#### [JOB]
Can you recast every line of the records below as a numbered list, omitting any blank lines?

Items taken from a dataset
· · ·

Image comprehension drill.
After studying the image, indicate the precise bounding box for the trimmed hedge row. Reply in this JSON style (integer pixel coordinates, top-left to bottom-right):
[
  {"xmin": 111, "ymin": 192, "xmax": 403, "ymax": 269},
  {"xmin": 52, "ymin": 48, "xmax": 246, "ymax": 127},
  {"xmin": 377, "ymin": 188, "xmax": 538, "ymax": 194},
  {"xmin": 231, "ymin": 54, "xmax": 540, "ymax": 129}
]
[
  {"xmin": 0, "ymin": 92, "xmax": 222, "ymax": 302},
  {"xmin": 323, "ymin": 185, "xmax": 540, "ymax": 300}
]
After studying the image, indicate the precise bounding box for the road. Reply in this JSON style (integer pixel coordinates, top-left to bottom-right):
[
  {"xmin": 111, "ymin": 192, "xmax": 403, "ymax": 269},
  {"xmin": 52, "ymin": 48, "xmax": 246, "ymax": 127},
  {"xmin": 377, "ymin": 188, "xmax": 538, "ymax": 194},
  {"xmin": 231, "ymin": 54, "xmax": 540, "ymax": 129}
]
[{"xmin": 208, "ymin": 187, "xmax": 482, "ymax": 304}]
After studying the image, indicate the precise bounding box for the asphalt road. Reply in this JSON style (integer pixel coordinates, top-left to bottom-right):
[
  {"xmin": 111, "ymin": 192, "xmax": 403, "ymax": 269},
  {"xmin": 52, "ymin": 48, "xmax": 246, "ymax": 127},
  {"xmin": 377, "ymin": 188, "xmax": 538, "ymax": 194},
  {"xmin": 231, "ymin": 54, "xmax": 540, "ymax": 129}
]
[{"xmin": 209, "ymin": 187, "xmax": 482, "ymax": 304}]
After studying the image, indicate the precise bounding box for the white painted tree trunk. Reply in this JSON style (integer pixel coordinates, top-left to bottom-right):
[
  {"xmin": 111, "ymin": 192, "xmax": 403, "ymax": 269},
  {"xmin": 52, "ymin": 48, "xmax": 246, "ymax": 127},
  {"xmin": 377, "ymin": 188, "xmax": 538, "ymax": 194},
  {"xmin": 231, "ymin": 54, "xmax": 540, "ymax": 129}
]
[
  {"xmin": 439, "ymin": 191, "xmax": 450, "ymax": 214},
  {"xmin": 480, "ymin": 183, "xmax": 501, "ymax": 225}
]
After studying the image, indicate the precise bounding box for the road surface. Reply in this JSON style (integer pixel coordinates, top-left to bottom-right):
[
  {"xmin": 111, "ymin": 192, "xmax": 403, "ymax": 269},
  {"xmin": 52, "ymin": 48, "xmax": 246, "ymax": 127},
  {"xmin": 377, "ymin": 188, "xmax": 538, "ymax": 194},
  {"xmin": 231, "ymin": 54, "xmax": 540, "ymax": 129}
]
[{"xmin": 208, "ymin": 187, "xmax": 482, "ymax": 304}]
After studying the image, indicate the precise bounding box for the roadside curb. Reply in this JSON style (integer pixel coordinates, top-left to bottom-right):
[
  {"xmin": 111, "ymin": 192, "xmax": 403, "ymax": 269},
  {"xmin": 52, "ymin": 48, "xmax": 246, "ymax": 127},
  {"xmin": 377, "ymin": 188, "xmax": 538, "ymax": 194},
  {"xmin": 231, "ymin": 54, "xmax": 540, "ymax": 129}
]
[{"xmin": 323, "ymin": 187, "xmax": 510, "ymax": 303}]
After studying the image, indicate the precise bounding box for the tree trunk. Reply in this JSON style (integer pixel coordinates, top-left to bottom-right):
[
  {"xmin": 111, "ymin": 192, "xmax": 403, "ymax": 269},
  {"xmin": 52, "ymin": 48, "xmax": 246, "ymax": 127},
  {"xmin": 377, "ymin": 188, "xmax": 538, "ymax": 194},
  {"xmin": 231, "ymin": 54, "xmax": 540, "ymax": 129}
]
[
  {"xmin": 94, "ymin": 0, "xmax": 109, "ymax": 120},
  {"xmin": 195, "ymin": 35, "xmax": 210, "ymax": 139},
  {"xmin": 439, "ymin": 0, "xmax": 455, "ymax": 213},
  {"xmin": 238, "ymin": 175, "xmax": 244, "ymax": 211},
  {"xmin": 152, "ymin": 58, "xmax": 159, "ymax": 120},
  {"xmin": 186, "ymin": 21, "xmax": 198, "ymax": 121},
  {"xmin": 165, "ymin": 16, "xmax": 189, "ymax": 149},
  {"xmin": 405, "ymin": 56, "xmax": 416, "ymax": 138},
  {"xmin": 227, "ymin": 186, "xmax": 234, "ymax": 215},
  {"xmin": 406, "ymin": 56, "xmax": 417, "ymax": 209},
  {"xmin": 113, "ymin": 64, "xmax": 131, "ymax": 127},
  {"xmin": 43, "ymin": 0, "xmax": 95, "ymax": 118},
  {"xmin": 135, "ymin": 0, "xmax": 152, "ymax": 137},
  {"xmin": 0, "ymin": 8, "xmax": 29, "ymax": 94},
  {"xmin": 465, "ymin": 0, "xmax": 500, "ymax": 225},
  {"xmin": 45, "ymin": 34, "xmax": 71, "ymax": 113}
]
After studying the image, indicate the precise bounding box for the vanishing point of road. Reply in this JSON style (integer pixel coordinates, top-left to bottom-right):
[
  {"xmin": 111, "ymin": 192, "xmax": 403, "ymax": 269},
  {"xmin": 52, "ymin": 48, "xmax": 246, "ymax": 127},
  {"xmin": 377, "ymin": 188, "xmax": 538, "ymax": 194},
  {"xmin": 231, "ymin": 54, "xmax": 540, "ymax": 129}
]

· · ·

#### [ANSWER FOR THIS EXERCISE]
1. Image comprehension drill.
2. After studying the image, indicate the precise bounding box for the trimmed hedge row. Reply in this JSON style (integer pixel coordinates, top-left to bottom-right):
3. [
4.   {"xmin": 111, "ymin": 192, "xmax": 403, "ymax": 269},
5.   {"xmin": 52, "ymin": 48, "xmax": 246, "ymax": 127},
6.   {"xmin": 377, "ymin": 188, "xmax": 538, "ymax": 194},
7.   {"xmin": 231, "ymin": 54, "xmax": 540, "ymax": 129}
8. ]
9. [
10.   {"xmin": 0, "ymin": 92, "xmax": 222, "ymax": 302},
11.   {"xmin": 323, "ymin": 185, "xmax": 540, "ymax": 300}
12. ]
13. After studying the image, indicate the precise bounding box for the road. Reply in this JSON style (integer pixel coordinates, top-left to bottom-right):
14. [
15.   {"xmin": 111, "ymin": 192, "xmax": 403, "ymax": 269},
16.   {"xmin": 52, "ymin": 48, "xmax": 246, "ymax": 127},
17.   {"xmin": 377, "ymin": 188, "xmax": 538, "ymax": 194},
18.   {"xmin": 231, "ymin": 54, "xmax": 540, "ymax": 129}
19. ]
20. [{"xmin": 208, "ymin": 187, "xmax": 482, "ymax": 304}]
21. After studying the image, indicate the precise bounding box for the asphalt road. Reply in this JSON style (integer pixel coordinates, top-left to bottom-right):
22. [
23.   {"xmin": 111, "ymin": 192, "xmax": 403, "ymax": 269},
24.   {"xmin": 52, "ymin": 48, "xmax": 246, "ymax": 127},
25.   {"xmin": 377, "ymin": 188, "xmax": 538, "ymax": 194},
26.   {"xmin": 231, "ymin": 54, "xmax": 540, "ymax": 129}
27. ]
28. [{"xmin": 209, "ymin": 187, "xmax": 482, "ymax": 304}]
29. After studying the image, indicate the precise bounding box for the white painted tree trunk. Reply in this JSON style (integer pixel coordinates, top-left to bottom-right):
30. [
31.   {"xmin": 111, "ymin": 192, "xmax": 403, "ymax": 269},
32.   {"xmin": 52, "ymin": 48, "xmax": 246, "ymax": 127},
33.   {"xmin": 377, "ymin": 188, "xmax": 538, "ymax": 194},
34.   {"xmin": 231, "ymin": 54, "xmax": 540, "ymax": 129}
35. ]
36. [
37.   {"xmin": 439, "ymin": 191, "xmax": 450, "ymax": 214},
38.   {"xmin": 480, "ymin": 183, "xmax": 501, "ymax": 225}
39. ]
40. After studying the image, indicate the precise bounding box for the road surface. Reply in this JSON style (integer pixel coordinates, top-left to bottom-right):
41. [
42.   {"xmin": 111, "ymin": 192, "xmax": 403, "ymax": 269},
43.   {"xmin": 52, "ymin": 48, "xmax": 246, "ymax": 127},
44.   {"xmin": 377, "ymin": 188, "xmax": 538, "ymax": 194},
45.   {"xmin": 231, "ymin": 54, "xmax": 540, "ymax": 129}
46. ]
47. [{"xmin": 208, "ymin": 187, "xmax": 482, "ymax": 304}]
48. After studying the image, indicate the precise bounding box for the roadside curb. Reply in this JSON style (integer pixel coordinates, top-left to bottom-right):
49. [
50.   {"xmin": 111, "ymin": 192, "xmax": 403, "ymax": 269},
51.   {"xmin": 52, "ymin": 48, "xmax": 246, "ymax": 127},
52.   {"xmin": 377, "ymin": 188, "xmax": 538, "ymax": 194},
53.   {"xmin": 231, "ymin": 54, "xmax": 540, "ymax": 129}
54. ]
55. [{"xmin": 323, "ymin": 187, "xmax": 510, "ymax": 303}]
56. After studying the image, indicate the precise bounding box for the tree trunk. Reply in this JSON style (integer pixel coordinates, top-left to bottom-right):
57. [
58.   {"xmin": 111, "ymin": 192, "xmax": 403, "ymax": 269},
59.   {"xmin": 52, "ymin": 48, "xmax": 246, "ymax": 127},
60.   {"xmin": 377, "ymin": 188, "xmax": 538, "ymax": 194},
61.   {"xmin": 231, "ymin": 54, "xmax": 540, "ymax": 129}
62. ]
63. [
64.   {"xmin": 94, "ymin": 0, "xmax": 109, "ymax": 120},
65.   {"xmin": 195, "ymin": 35, "xmax": 210, "ymax": 139},
66.   {"xmin": 439, "ymin": 0, "xmax": 455, "ymax": 213},
67.   {"xmin": 238, "ymin": 175, "xmax": 244, "ymax": 211},
68.   {"xmin": 152, "ymin": 58, "xmax": 159, "ymax": 120},
69.   {"xmin": 186, "ymin": 21, "xmax": 198, "ymax": 121},
70.   {"xmin": 165, "ymin": 16, "xmax": 189, "ymax": 149},
71.   {"xmin": 405, "ymin": 56, "xmax": 416, "ymax": 138},
72.   {"xmin": 227, "ymin": 186, "xmax": 234, "ymax": 215},
73.   {"xmin": 406, "ymin": 56, "xmax": 417, "ymax": 209},
74.   {"xmin": 113, "ymin": 64, "xmax": 131, "ymax": 127},
75.   {"xmin": 43, "ymin": 0, "xmax": 95, "ymax": 118},
76.   {"xmin": 135, "ymin": 0, "xmax": 152, "ymax": 137},
77.   {"xmin": 0, "ymin": 8, "xmax": 29, "ymax": 94},
78.   {"xmin": 465, "ymin": 0, "xmax": 500, "ymax": 225},
79.   {"xmin": 45, "ymin": 34, "xmax": 71, "ymax": 113}
80. ]
81. After studying the image, indicate the precise bounding box for the vanishing point of road. Reply in this JSON style (integer pixel coordinates, top-left to bottom-right):
82. [
83.   {"xmin": 111, "ymin": 192, "xmax": 403, "ymax": 269},
84.   {"xmin": 52, "ymin": 48, "xmax": 246, "ymax": 127},
85.   {"xmin": 377, "ymin": 188, "xmax": 538, "ymax": 194},
86.   {"xmin": 231, "ymin": 54, "xmax": 540, "ymax": 129}
87. ]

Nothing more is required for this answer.